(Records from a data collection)

######

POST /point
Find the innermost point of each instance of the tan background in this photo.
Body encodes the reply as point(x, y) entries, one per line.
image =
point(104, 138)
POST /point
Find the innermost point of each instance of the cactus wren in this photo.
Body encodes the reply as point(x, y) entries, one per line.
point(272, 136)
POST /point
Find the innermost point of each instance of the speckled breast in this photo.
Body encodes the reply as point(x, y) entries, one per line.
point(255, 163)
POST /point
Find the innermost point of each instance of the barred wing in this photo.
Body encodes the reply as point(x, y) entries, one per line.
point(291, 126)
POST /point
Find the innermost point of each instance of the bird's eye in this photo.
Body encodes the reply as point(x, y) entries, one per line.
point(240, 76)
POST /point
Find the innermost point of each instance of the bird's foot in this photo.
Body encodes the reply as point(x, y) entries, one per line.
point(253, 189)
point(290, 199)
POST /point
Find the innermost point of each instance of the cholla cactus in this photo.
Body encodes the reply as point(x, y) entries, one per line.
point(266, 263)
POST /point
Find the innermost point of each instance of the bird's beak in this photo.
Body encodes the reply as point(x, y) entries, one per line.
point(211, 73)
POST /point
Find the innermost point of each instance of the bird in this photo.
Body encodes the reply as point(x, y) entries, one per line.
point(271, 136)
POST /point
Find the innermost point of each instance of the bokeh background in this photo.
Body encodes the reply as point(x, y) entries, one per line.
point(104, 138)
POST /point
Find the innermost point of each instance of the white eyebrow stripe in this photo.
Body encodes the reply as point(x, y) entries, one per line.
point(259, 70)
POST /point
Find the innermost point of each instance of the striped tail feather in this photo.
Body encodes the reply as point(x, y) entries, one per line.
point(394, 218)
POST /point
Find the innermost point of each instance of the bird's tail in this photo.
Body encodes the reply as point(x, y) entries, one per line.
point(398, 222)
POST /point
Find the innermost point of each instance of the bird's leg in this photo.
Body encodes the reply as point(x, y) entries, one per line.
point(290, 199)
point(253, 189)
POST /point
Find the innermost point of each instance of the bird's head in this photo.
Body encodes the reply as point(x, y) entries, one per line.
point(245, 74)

######

▸ **TASK BRIEF**: Out of the records above, pull each line containing the word "tail".

▸ **RESPONSE AREA**:
Find the innermost point of each instance of the striped tail feather in this photo.
Find the innermost point of each instance of the bird's tail in this photo.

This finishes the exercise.